Challenge A
From the rows below, extract every line that contains the word "black".

Passage to read
[Start]
I want to talk today about EGR cooler failure in a 6.7L and compare the system to the 6.4L. This is an EGR cooler in a 6.7 that is clogged on one side so there is no flow through. This particular engine behind me (6.4L), for comparison purposes, came from an ambulance with 120,000 hard miles on it and almost 2,500 hours of idle time.
The 6.7L has a cooler on the EGR system where the exhaust cools down in a cooler before it goes into the intake. Exhaust gas recirculation (EGR) means that exhaust gas goes back and gets reintroduced into the intake and run through the engine and burnt one more time. It is the same idea as a gasoline motor. It reduces the nasty stuff that comes out of the tailpipe. On the 6.7 the intake comes from the outside instead of the exhaust manifold on a 6.4. What happens is it passes through the EGR valve first so that the EGR valve is on the hot end which keeps the EGR valve on a 6.7 clean. But it goes through the one side of the EGR cooler and then out the other side so there is a cool side. The cool side of the EGR system regardless of whether the valve is on the beginning end or the back end is going to be the side that clogs.
The diesel engine doesn’t create heat like a gasoline engine. A diesel engine creates heat only when it is under loads. When it is idling, it is running very cold. If a diesel engine is not being pushed then it is not going to burn off these hydrocarbons especially with idle times like this where a truck will sit for 10, 12, 14 hours just idling. So you get this buildup inside. This is a common EGR clog.
[End]
Data records
[Start]
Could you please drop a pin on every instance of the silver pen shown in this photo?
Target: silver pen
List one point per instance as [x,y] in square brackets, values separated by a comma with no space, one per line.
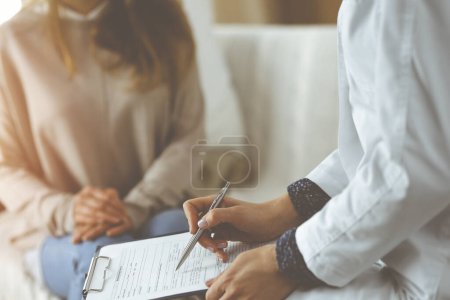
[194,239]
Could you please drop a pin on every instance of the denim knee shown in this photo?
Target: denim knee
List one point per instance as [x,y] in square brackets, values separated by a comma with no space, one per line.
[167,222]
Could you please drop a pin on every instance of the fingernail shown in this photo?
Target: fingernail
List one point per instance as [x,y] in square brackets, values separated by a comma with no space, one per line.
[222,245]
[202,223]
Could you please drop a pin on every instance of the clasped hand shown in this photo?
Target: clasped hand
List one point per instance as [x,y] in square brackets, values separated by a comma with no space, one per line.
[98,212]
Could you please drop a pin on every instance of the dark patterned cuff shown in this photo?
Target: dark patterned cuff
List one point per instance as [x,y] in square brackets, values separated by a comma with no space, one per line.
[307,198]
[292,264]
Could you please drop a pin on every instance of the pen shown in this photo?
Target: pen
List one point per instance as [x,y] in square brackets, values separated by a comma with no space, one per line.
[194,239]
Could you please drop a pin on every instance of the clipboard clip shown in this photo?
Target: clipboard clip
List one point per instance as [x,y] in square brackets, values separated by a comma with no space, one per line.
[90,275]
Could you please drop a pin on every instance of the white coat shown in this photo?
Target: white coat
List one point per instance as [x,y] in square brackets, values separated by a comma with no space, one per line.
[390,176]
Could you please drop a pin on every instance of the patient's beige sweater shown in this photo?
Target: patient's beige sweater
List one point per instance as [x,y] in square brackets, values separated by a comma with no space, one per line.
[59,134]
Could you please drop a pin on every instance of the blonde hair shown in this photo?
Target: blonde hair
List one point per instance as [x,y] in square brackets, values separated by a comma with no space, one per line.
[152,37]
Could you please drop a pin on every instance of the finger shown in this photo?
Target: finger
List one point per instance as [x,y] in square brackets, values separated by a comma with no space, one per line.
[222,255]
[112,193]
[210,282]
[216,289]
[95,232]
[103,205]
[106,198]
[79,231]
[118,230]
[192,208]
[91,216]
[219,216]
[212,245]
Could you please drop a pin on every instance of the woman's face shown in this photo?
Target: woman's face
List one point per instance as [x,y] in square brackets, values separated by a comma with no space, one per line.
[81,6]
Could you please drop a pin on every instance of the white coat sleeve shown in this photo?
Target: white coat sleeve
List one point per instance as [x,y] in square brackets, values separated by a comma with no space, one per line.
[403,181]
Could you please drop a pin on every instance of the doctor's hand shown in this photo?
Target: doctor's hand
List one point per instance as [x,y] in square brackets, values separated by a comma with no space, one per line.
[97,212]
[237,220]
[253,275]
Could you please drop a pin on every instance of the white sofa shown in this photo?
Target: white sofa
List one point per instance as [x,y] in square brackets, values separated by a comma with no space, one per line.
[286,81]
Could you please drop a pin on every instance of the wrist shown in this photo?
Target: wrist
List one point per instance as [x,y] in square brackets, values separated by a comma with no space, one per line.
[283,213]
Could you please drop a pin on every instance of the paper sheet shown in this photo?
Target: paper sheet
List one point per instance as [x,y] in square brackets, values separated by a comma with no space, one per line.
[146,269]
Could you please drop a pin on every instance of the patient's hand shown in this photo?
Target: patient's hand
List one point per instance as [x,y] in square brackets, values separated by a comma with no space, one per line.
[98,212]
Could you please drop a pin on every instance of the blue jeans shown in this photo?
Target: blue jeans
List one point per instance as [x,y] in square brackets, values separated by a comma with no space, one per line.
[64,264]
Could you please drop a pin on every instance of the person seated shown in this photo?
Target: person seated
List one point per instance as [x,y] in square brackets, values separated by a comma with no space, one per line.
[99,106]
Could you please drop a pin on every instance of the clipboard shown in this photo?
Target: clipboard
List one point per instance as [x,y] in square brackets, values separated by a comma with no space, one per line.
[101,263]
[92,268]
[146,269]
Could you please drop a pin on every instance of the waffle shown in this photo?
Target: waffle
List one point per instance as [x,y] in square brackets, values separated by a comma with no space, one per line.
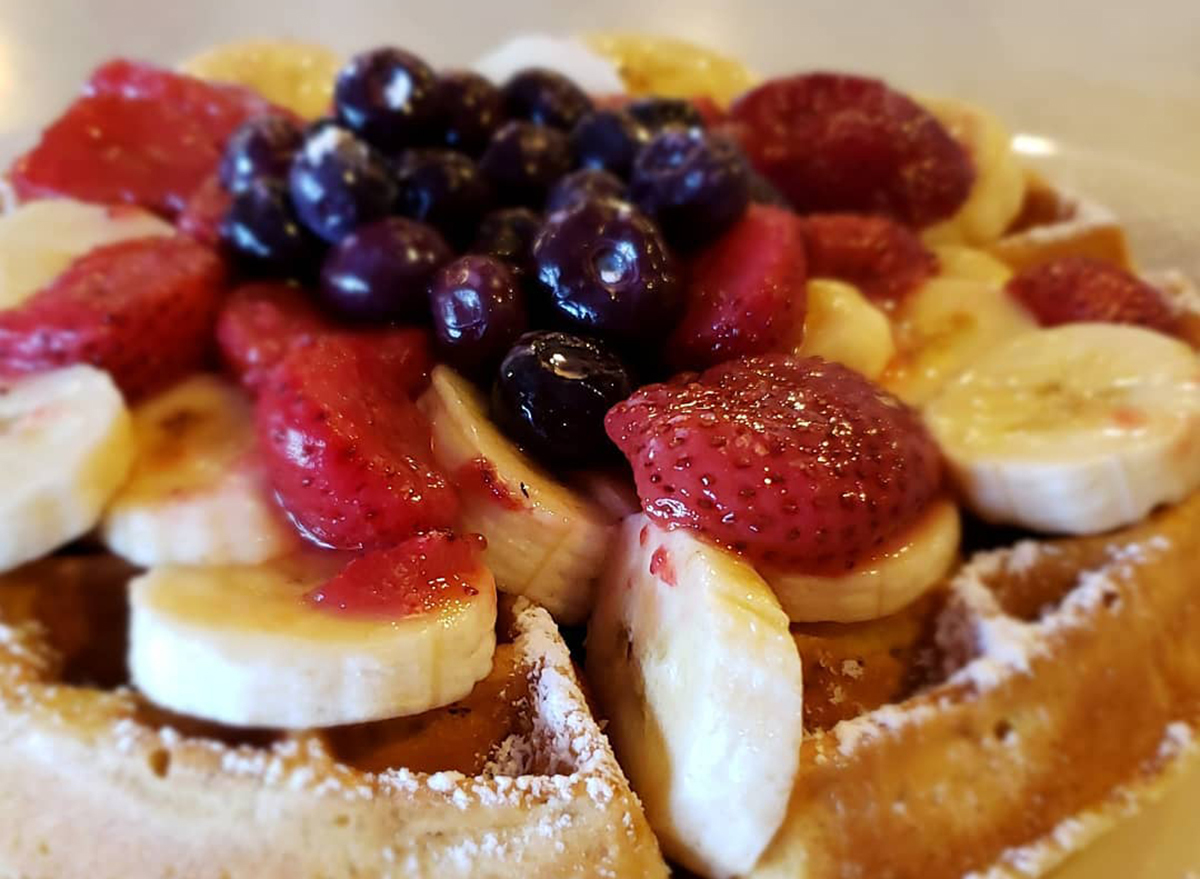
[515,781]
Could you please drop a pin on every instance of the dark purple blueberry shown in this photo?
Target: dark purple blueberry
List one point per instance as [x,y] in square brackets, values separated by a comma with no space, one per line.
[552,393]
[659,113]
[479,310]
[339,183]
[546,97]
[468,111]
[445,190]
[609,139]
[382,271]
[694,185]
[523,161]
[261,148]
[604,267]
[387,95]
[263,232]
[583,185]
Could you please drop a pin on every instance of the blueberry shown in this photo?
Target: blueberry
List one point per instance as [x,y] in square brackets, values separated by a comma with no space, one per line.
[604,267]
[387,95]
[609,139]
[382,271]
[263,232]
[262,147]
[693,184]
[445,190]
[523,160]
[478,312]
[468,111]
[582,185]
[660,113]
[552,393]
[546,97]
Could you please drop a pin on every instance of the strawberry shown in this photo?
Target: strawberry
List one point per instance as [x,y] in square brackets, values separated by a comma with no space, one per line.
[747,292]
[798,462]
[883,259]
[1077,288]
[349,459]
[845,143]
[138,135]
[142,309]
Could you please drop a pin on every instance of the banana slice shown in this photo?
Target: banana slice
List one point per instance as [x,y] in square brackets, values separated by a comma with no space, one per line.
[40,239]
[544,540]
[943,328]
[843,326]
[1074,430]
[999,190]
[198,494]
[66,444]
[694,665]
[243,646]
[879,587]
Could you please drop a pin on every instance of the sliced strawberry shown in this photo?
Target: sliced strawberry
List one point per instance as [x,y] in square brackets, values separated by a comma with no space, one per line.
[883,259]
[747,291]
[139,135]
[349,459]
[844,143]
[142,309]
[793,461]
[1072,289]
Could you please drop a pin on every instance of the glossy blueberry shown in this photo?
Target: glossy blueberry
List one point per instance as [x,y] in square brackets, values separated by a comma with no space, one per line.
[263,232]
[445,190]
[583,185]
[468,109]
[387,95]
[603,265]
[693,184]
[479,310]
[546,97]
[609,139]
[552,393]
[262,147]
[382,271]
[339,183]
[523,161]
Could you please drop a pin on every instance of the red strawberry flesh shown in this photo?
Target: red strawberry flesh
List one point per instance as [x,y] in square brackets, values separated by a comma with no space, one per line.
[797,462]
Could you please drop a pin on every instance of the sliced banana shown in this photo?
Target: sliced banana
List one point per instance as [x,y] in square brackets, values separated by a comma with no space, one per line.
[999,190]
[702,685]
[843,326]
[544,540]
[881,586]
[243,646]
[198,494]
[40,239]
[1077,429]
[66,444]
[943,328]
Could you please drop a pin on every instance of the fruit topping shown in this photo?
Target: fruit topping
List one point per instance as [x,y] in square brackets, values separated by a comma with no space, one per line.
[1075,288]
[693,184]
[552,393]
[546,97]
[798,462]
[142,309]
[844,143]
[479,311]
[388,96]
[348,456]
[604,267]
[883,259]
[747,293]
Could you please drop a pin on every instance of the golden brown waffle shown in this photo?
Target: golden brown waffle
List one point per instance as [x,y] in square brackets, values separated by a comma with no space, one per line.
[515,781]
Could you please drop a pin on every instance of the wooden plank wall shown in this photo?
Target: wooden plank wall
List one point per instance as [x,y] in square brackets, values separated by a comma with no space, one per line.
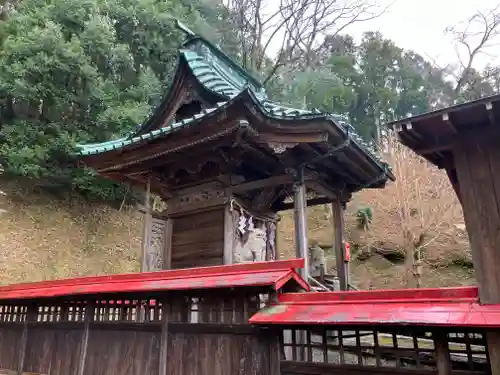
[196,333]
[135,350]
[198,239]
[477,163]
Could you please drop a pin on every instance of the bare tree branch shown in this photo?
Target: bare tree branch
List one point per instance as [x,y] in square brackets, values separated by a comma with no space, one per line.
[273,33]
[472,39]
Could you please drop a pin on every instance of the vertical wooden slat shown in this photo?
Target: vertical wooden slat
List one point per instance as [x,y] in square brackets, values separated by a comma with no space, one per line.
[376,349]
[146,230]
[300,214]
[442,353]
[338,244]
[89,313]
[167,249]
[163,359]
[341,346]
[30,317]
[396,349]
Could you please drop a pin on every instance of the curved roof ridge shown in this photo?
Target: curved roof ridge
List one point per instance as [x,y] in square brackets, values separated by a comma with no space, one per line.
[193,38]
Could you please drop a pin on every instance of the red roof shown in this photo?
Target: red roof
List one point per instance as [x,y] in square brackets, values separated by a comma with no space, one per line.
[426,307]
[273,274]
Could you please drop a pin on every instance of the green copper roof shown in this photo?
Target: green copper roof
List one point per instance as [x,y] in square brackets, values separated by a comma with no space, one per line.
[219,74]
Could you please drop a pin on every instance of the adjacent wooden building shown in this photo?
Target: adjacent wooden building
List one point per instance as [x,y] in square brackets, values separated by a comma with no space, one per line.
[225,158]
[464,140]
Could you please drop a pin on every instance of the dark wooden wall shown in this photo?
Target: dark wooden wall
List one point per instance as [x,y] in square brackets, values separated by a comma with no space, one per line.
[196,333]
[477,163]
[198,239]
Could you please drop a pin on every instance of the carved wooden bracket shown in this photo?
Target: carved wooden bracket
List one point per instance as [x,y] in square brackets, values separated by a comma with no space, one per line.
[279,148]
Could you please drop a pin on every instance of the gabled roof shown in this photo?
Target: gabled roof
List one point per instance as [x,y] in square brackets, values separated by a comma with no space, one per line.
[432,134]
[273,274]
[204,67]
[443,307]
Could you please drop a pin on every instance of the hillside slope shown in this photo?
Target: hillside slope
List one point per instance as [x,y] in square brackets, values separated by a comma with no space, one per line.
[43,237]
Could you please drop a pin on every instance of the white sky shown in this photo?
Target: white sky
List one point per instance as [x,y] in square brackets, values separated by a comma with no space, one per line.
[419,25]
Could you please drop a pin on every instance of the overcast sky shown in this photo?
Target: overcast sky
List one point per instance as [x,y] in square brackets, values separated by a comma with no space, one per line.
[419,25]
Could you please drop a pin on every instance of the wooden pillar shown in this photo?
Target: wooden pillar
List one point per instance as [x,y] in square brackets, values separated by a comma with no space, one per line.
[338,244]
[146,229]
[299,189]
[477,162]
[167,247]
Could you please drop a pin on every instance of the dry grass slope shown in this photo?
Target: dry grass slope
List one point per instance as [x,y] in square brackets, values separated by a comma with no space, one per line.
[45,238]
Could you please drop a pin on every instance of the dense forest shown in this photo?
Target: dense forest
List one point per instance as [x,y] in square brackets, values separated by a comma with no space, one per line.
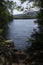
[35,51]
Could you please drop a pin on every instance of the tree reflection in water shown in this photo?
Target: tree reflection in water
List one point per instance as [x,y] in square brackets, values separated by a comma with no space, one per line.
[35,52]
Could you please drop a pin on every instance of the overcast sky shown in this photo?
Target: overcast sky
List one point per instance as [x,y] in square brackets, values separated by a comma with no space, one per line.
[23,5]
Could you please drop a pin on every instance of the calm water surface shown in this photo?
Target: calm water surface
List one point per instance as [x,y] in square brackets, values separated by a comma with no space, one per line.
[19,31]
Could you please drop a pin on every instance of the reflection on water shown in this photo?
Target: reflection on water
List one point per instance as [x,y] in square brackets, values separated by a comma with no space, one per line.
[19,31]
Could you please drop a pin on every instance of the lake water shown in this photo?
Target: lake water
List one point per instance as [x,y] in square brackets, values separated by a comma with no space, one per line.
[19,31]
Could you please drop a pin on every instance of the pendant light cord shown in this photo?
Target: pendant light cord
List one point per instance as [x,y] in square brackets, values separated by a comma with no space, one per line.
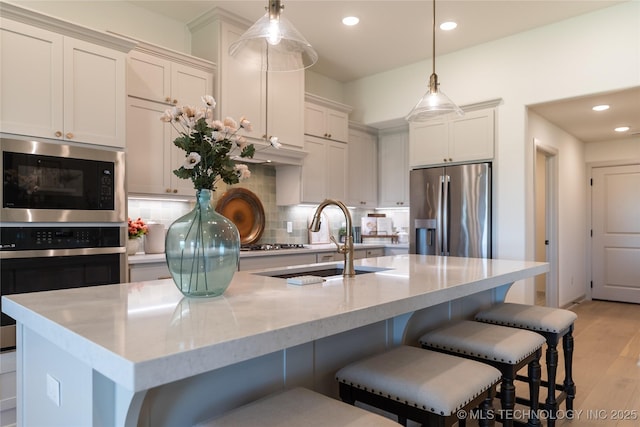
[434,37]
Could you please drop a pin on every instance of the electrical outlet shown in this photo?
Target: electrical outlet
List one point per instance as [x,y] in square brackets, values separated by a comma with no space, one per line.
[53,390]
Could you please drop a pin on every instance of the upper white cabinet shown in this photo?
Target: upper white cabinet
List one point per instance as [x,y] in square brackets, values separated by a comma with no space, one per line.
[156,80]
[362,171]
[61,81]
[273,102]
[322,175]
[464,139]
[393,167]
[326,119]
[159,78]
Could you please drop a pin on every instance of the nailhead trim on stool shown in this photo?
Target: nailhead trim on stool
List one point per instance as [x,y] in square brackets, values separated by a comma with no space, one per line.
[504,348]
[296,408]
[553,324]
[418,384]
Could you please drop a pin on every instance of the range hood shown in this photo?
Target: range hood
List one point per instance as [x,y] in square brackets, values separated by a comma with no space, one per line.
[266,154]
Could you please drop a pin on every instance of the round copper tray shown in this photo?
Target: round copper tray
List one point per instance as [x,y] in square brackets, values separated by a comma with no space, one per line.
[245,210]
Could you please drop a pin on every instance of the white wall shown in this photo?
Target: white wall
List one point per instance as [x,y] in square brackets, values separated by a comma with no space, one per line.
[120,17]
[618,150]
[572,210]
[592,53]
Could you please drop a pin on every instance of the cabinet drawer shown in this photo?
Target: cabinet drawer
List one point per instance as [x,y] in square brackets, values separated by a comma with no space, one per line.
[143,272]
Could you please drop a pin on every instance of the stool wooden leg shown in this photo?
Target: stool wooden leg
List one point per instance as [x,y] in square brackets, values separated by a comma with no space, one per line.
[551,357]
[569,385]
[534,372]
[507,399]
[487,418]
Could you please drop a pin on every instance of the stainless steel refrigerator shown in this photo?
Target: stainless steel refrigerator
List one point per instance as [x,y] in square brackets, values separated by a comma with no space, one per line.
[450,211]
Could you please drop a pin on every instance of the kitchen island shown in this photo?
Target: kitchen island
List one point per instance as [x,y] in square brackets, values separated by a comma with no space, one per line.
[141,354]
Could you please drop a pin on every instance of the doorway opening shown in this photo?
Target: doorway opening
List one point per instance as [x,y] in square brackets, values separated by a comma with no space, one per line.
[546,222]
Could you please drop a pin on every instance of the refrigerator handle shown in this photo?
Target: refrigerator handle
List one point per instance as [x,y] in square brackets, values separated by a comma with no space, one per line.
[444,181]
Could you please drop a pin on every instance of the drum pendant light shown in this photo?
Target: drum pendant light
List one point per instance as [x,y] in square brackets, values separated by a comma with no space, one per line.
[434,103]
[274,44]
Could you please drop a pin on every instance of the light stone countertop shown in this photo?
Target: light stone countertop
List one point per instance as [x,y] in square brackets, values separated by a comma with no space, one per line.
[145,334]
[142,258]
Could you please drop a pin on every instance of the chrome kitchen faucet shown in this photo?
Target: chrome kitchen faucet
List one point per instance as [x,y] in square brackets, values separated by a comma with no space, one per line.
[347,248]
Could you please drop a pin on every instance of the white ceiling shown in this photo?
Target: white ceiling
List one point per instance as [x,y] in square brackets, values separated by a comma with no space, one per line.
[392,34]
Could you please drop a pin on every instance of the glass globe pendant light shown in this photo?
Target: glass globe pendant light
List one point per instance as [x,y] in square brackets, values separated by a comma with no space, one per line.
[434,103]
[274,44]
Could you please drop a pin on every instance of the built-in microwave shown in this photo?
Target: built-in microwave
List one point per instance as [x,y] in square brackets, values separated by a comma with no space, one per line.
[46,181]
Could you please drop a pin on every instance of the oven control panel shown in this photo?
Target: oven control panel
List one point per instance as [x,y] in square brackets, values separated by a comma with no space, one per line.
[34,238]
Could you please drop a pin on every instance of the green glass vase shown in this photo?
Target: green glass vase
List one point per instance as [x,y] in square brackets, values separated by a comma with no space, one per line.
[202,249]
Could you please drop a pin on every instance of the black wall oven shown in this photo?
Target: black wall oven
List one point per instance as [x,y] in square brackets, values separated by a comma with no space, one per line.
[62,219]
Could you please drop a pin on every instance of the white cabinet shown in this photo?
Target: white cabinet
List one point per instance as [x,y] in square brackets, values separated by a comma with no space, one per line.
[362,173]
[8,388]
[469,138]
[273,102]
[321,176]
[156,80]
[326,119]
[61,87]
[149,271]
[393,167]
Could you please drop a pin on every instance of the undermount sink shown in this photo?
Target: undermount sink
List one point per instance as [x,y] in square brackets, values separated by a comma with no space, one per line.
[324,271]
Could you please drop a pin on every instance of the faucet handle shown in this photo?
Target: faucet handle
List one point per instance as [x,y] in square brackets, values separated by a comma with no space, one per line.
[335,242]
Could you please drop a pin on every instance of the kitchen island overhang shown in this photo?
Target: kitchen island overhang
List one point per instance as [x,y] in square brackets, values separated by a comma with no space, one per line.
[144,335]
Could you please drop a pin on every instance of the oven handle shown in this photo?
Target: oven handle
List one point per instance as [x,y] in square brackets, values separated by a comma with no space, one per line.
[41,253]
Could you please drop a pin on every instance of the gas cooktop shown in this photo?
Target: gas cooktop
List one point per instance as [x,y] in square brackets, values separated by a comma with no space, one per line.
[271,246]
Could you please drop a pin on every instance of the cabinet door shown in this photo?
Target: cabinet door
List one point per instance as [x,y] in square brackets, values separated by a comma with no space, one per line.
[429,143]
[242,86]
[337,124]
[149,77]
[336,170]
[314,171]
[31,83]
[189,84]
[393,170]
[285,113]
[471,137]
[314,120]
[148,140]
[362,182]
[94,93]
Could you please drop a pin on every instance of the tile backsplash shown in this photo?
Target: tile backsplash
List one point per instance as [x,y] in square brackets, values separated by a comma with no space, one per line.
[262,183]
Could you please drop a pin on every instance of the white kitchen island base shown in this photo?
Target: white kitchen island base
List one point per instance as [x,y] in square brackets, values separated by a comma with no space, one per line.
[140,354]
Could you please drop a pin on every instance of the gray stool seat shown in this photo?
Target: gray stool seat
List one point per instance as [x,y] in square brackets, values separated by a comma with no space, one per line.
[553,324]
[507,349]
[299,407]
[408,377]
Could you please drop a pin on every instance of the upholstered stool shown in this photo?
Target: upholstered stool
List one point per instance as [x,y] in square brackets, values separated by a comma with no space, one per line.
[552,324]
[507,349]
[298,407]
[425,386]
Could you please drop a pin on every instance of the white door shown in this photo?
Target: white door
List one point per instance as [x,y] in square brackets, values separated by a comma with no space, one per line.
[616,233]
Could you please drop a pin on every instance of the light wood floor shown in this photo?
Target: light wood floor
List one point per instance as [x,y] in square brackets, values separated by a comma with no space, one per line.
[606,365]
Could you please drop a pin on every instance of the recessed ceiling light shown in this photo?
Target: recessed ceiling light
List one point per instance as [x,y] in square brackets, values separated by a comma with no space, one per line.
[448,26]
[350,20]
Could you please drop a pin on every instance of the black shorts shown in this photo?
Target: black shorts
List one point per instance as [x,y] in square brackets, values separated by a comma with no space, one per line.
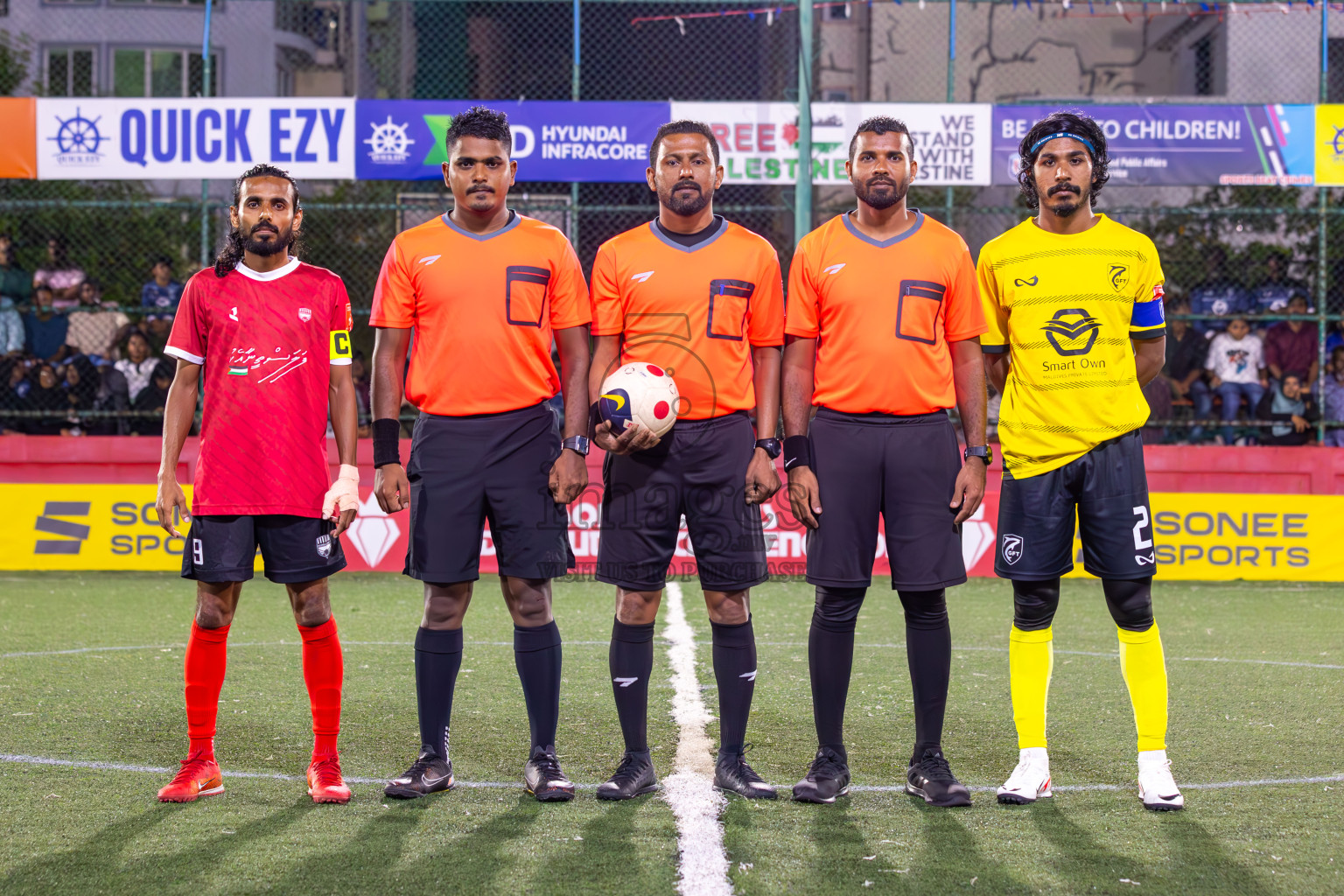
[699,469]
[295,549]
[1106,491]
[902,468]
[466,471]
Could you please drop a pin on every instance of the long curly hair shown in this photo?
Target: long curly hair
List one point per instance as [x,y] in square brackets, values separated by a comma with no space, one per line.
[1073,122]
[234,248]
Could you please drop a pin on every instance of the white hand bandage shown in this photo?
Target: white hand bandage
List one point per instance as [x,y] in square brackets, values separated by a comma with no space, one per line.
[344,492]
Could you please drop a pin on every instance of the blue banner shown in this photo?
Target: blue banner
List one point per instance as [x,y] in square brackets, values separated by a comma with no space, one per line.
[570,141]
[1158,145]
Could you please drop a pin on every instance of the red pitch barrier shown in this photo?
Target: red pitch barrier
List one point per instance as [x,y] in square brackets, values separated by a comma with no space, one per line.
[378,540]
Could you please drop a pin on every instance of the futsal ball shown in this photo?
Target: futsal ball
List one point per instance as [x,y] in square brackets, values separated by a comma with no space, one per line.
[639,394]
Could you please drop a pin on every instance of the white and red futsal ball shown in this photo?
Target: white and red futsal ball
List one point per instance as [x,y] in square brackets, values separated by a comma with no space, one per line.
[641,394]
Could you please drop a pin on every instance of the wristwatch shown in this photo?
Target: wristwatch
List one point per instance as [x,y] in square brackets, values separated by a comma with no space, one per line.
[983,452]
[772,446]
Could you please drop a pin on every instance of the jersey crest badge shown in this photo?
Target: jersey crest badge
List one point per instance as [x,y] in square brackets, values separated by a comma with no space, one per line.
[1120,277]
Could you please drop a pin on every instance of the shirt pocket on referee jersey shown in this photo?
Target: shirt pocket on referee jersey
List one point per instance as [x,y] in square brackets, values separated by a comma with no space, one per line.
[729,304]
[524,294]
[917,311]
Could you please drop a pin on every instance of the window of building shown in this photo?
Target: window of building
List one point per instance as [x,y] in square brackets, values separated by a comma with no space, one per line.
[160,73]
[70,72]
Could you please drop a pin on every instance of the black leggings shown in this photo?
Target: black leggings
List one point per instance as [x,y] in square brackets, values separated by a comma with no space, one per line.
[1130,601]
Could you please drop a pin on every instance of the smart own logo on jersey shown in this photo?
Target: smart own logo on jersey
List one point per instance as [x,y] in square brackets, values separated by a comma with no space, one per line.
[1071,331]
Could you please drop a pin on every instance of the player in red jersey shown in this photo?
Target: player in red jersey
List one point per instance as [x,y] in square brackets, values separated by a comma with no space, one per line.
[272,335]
[End]
Challenge B
Quote the passage on EGR cooler failure from "The diesel engine" up to and including "common EGR clog.".

Task output A
Could you please drop a pin on every instance of the black wall oven shown in this photo?
Target: black wall oven
Could you please drop a pin on every instance of the black shorts shown in this photo?
Target: black shorts
Could you please drop a pin on every instance of the black leggings shown in this photo?
Target: black leggings

Task output B
The diesel engine doesn’t create heat like a gasoline engine. A diesel engine creates heat only when it is under loads. When it is idling, it is running very cold. If a diesel engine is not being pushed then it is not going to burn off these hydrocarbons especially with idle times like this where a truck will sit for 10, 12, 14 hours just idling. So you get this buildup inside. This is a common EGR clog.